Do this. List every line in the rows below that contains the string "query", copying each one in full.

Given records.
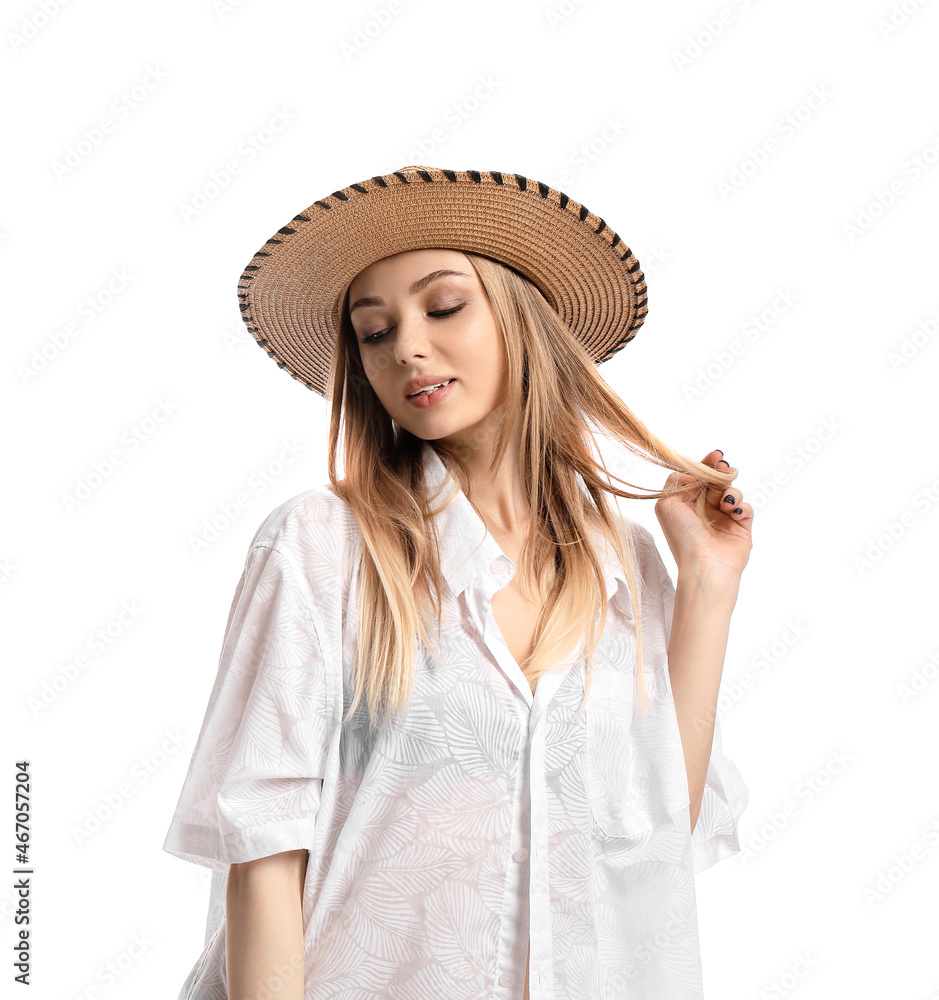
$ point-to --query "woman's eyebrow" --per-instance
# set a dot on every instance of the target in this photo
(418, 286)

...

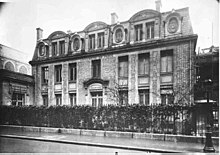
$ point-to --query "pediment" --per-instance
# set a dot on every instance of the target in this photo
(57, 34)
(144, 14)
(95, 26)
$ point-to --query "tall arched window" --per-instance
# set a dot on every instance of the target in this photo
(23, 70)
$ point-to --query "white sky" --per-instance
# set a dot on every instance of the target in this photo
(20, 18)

Correct result.
$ point-to --query "woman's eyebrow" --per-instance
$ point-to --query "pediment" --per-instance
$ point-to --query "tall arched window" --per-instance
$ point-to --query "white sky" --per-instance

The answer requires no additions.